◆ **WHAT THE TASK REQUIRES**: List every line of the listing that contains the string "gecko", and treat uppercase and lowercase as different.

──────── ROWS ────────

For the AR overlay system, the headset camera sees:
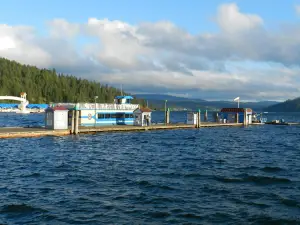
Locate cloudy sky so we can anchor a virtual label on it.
[0,0,300,100]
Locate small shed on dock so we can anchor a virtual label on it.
[220,108,252,124]
[186,112,197,125]
[45,106,69,130]
[133,108,152,126]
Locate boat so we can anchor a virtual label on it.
[266,119,289,125]
[52,96,140,126]
[252,113,267,124]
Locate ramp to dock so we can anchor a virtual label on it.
[0,122,243,138]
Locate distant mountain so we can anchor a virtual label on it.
[135,94,205,101]
[265,97,300,112]
[136,94,278,111]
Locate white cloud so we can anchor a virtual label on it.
[295,5,300,15]
[0,4,300,99]
[217,3,263,33]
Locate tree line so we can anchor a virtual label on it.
[0,58,146,106]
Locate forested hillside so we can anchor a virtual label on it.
[265,98,300,112]
[0,58,145,105]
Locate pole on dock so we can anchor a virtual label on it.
[71,110,75,134]
[165,100,168,125]
[74,110,79,134]
[244,109,247,126]
[166,109,170,124]
[204,110,208,122]
[197,109,201,128]
[235,113,239,123]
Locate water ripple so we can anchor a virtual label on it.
[0,112,300,224]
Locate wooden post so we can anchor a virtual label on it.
[74,110,79,134]
[166,109,170,125]
[244,109,247,126]
[71,110,75,134]
[204,110,208,122]
[197,110,201,128]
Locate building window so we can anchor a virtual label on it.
[98,113,104,119]
[116,113,125,119]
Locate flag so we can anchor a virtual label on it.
[233,97,240,102]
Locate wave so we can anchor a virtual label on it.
[215,175,292,185]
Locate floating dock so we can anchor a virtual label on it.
[0,122,243,139]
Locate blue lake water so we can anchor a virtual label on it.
[0,112,300,224]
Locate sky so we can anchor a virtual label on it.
[0,0,300,101]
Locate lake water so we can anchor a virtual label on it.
[0,112,300,224]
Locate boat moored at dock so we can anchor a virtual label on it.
[51,96,140,126]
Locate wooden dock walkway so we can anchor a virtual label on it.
[0,122,243,139]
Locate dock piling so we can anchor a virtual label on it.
[74,110,79,134]
[204,110,208,122]
[244,110,247,126]
[165,109,170,125]
[196,110,201,128]
[71,110,75,134]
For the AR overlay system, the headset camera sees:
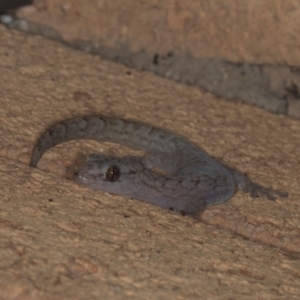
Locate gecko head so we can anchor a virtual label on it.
[74,154,143,196]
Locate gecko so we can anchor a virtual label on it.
[29,116,288,217]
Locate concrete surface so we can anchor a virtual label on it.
[0,25,300,300]
[6,0,300,118]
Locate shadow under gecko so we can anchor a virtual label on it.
[30,116,288,216]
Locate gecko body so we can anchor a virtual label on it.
[30,116,287,216]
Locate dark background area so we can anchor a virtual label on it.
[0,0,32,13]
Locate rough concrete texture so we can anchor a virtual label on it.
[9,0,300,118]
[0,26,300,300]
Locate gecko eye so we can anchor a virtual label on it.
[105,165,121,181]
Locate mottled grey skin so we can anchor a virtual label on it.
[30,116,288,216]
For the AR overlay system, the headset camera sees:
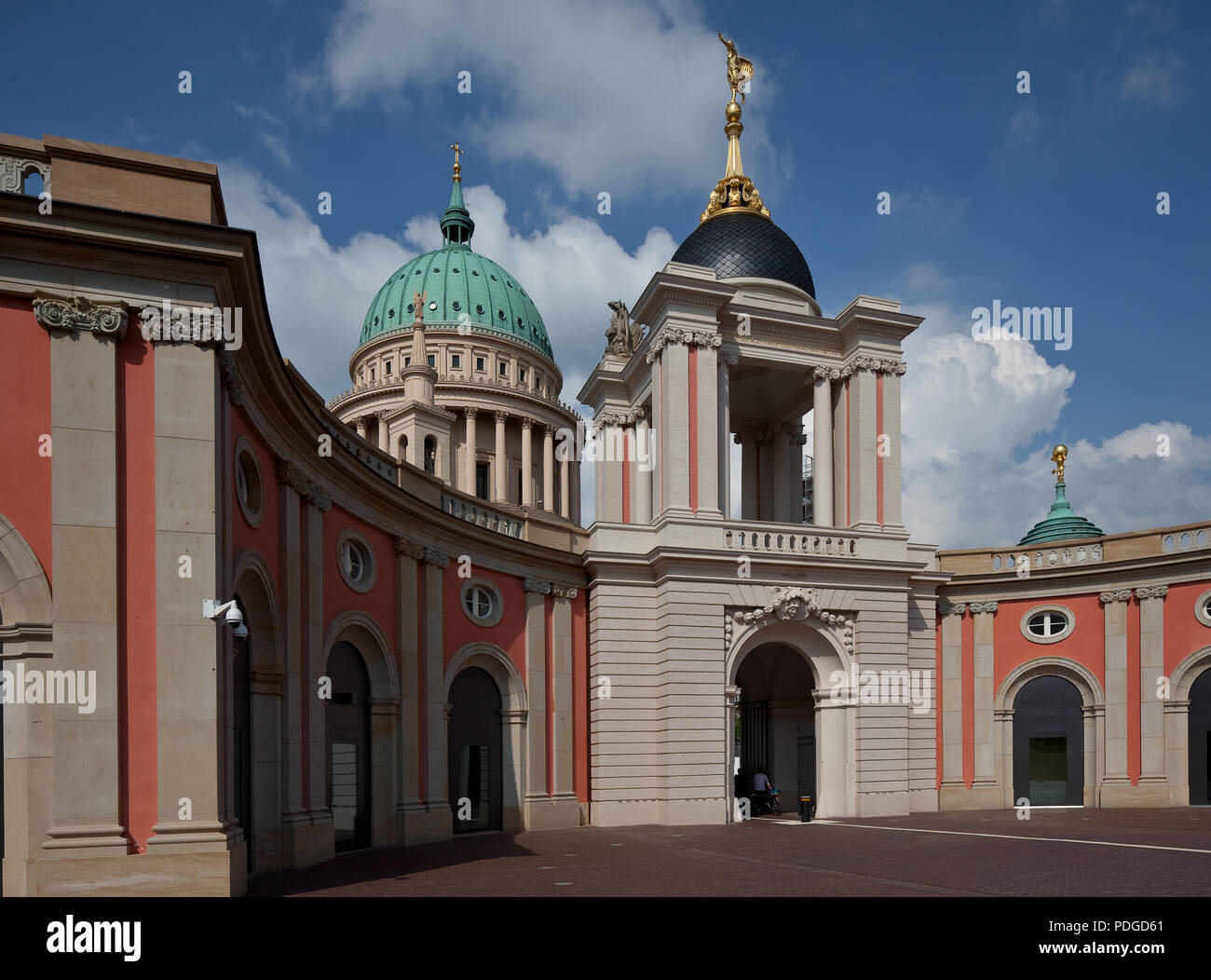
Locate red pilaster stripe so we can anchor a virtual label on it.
[875,374,884,525]
[845,378,852,527]
[542,596,554,796]
[416,562,429,803]
[959,616,976,789]
[933,616,944,789]
[116,331,156,854]
[622,429,631,524]
[1127,600,1142,786]
[687,344,698,513]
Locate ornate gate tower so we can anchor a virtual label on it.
[578,35,946,825]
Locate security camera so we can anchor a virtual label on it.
[202,598,249,640]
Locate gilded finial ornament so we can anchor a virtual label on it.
[1051,442,1068,483]
[699,32,769,225]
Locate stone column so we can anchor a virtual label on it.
[1097,589,1131,806]
[521,418,534,508]
[542,425,554,513]
[735,429,760,521]
[493,412,509,504]
[811,367,837,527]
[560,447,572,520]
[463,407,480,497]
[378,412,391,453]
[1135,585,1172,806]
[36,299,126,857]
[937,600,968,810]
[631,408,655,524]
[762,422,791,524]
[970,602,997,807]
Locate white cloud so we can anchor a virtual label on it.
[903,279,1211,548]
[1119,52,1186,109]
[295,0,790,197]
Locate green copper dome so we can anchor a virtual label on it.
[360,170,554,361]
[1018,483,1105,544]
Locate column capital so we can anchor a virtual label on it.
[392,538,425,561]
[1135,585,1169,602]
[33,294,126,340]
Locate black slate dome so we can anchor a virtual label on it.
[674,213,816,299]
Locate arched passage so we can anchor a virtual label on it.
[321,610,400,847]
[724,612,857,822]
[1165,647,1211,807]
[0,515,53,895]
[445,668,503,834]
[444,643,528,831]
[1014,674,1085,807]
[229,551,287,875]
[993,657,1106,807]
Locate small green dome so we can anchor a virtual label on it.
[1018,483,1105,545]
[360,174,554,361]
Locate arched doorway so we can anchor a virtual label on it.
[733,643,816,810]
[1014,674,1085,807]
[445,666,504,834]
[324,641,372,851]
[1187,669,1211,807]
[231,596,255,872]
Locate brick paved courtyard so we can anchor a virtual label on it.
[250,808,1211,896]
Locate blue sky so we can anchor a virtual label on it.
[0,0,1211,546]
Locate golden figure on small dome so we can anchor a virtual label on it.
[1051,442,1068,483]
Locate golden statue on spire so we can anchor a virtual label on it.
[715,31,754,102]
[699,32,769,225]
[1051,442,1068,483]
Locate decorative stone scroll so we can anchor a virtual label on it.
[219,350,243,404]
[0,157,51,194]
[1136,585,1169,600]
[34,295,126,340]
[278,459,332,511]
[731,586,854,653]
[646,327,723,364]
[830,356,908,378]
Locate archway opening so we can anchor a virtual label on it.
[1014,674,1085,807]
[1187,670,1211,807]
[445,668,504,834]
[231,596,254,872]
[324,641,371,851]
[733,643,816,814]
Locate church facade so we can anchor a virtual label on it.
[0,74,1211,895]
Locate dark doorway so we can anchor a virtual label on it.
[1014,676,1085,807]
[326,642,371,851]
[734,643,816,813]
[1187,670,1211,807]
[445,668,503,834]
[231,601,253,871]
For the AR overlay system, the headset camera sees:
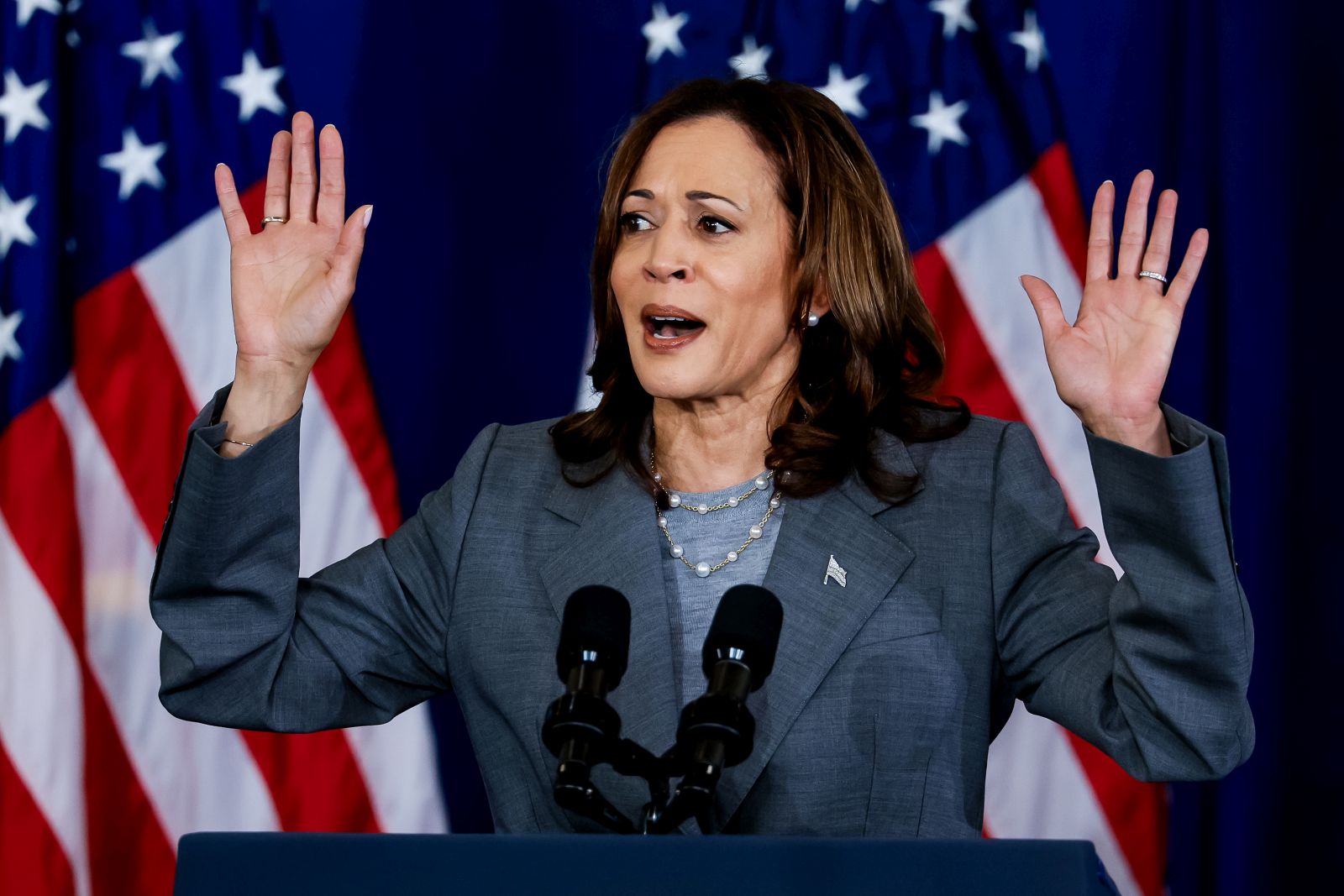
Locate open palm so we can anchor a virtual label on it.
[1021,170,1208,428]
[215,112,372,369]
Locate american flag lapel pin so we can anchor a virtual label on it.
[822,553,845,589]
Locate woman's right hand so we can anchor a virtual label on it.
[215,112,372,375]
[215,112,374,454]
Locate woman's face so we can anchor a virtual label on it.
[612,117,800,401]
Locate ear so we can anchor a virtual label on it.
[808,271,831,317]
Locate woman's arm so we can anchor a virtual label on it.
[992,406,1255,780]
[150,387,497,731]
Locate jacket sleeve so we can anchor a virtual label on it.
[992,405,1255,780]
[150,385,497,732]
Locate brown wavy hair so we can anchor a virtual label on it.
[551,78,970,504]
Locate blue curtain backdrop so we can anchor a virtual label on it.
[265,0,1344,894]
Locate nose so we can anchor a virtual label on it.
[643,228,695,284]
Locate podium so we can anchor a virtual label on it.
[173,833,1116,896]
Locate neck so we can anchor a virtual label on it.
[654,390,778,491]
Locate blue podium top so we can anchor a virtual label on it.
[175,833,1116,896]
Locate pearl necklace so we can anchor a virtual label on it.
[649,451,782,579]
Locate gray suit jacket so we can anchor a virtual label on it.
[150,387,1254,837]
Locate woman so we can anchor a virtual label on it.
[150,79,1254,837]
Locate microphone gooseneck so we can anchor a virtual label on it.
[645,584,784,833]
[542,584,634,833]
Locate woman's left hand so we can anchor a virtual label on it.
[1021,170,1208,454]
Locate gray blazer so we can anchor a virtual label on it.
[150,387,1254,837]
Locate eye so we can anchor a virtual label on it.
[616,211,654,233]
[695,215,737,237]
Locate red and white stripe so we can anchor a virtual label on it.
[0,178,446,894]
[916,145,1167,896]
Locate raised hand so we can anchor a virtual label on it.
[215,112,374,454]
[1021,170,1208,454]
[215,112,372,372]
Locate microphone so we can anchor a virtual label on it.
[542,584,633,833]
[648,584,784,833]
[676,584,784,780]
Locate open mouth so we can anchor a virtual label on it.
[643,314,704,340]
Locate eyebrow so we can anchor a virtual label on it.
[625,190,746,211]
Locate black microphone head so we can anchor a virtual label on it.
[555,584,630,689]
[701,584,784,690]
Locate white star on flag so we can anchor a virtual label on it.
[98,128,168,202]
[817,63,869,118]
[121,18,183,87]
[0,186,38,259]
[18,0,60,25]
[0,305,23,364]
[0,69,51,144]
[219,50,285,121]
[640,3,690,63]
[728,34,773,78]
[910,90,970,156]
[1008,9,1048,71]
[929,0,976,40]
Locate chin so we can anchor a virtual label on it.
[634,359,714,401]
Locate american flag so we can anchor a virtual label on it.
[0,0,446,893]
[618,0,1167,896]
[0,0,1165,896]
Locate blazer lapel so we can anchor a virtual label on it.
[538,466,679,824]
[717,437,923,827]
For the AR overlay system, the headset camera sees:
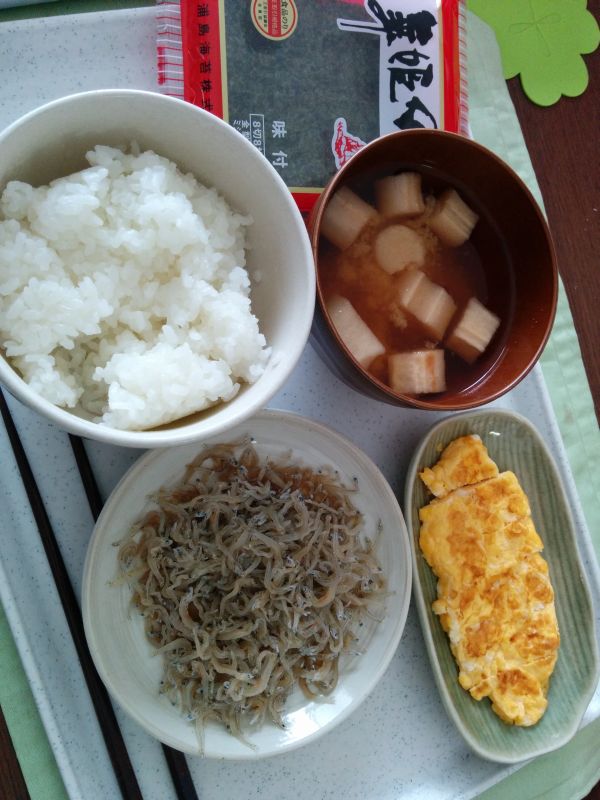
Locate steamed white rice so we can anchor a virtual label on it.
[0,146,268,429]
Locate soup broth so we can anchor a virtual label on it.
[319,167,514,392]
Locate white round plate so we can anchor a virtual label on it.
[83,411,411,759]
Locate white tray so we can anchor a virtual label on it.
[0,9,600,800]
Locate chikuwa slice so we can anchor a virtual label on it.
[327,295,385,369]
[396,269,456,341]
[426,189,479,247]
[321,186,377,250]
[375,225,425,275]
[446,297,500,364]
[375,172,425,218]
[388,350,446,394]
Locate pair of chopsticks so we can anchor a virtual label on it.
[0,390,198,800]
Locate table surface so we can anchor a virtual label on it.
[0,0,600,800]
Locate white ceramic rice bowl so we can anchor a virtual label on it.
[0,89,315,448]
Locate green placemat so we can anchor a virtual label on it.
[469,0,600,106]
[0,0,600,800]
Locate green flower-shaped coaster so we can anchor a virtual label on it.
[468,0,600,106]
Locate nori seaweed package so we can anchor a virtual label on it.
[157,0,468,213]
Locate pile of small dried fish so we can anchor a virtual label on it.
[118,441,385,738]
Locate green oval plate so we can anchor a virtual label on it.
[405,410,600,764]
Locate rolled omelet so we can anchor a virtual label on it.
[419,436,560,726]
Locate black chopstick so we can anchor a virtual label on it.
[69,434,198,800]
[0,390,143,800]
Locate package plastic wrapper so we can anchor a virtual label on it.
[157,0,468,213]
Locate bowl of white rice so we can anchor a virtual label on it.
[0,89,315,447]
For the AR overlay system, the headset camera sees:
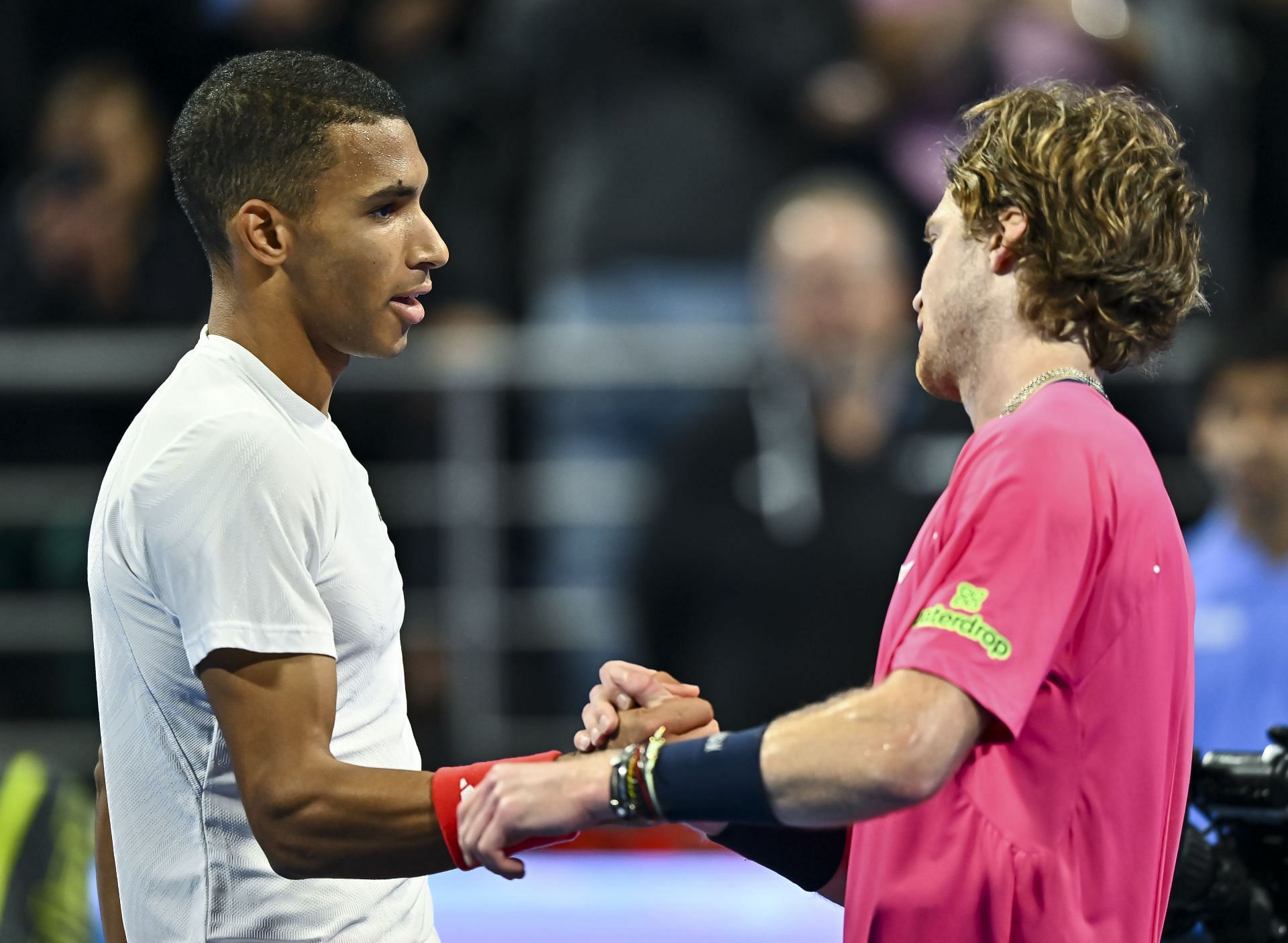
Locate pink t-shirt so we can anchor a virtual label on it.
[845,382,1194,943]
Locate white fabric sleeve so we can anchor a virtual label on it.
[130,414,335,669]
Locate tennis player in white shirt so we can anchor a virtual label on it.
[89,52,711,943]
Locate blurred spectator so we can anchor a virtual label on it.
[0,753,97,943]
[1187,316,1288,750]
[492,0,870,669]
[0,62,210,326]
[850,0,1132,213]
[636,176,966,729]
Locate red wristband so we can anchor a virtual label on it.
[430,750,577,871]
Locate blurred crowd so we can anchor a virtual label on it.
[0,0,1288,927]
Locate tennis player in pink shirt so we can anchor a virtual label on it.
[460,82,1204,943]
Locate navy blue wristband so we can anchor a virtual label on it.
[653,726,778,824]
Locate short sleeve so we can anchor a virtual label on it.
[130,414,335,669]
[890,435,1097,737]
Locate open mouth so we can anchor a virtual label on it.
[389,295,425,325]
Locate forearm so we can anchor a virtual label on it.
[251,759,455,879]
[708,824,849,893]
[760,691,920,827]
[94,753,126,943]
[760,671,984,827]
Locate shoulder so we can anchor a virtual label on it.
[129,408,318,515]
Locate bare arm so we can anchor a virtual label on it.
[94,747,126,943]
[460,670,989,876]
[760,670,989,827]
[197,649,453,879]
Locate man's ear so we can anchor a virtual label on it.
[988,206,1029,274]
[228,200,294,267]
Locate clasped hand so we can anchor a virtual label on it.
[458,661,720,879]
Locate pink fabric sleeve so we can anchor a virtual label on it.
[890,431,1100,737]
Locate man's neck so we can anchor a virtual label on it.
[207,282,349,414]
[958,335,1095,429]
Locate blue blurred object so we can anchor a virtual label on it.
[429,852,843,943]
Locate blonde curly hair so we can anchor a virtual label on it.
[948,81,1207,372]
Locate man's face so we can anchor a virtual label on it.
[765,197,910,376]
[283,119,447,357]
[912,192,990,402]
[1194,359,1288,512]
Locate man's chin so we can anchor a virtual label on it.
[917,355,962,403]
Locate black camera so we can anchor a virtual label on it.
[1163,726,1288,943]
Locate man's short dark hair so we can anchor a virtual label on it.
[170,50,405,266]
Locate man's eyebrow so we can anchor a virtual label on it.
[364,180,416,201]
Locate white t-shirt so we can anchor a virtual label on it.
[89,331,438,943]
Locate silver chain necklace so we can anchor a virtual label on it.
[1002,367,1109,416]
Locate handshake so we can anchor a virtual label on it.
[458,661,720,879]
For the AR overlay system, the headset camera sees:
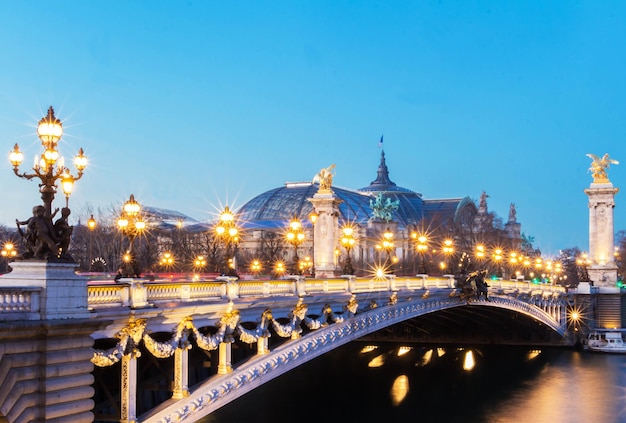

────────

◆ **WRITTEN RESPONSE**:
Locate gecko head so we can anchor a virtual label on it.
Locate gecko so we can anchor a virtual label on it.
Locate shadow under gecko so we can anchor a virtual label on it.
Locate gecko body so we can anchor a virtual label on it.
Locate gecko eye so we can anchor a virtual label on it.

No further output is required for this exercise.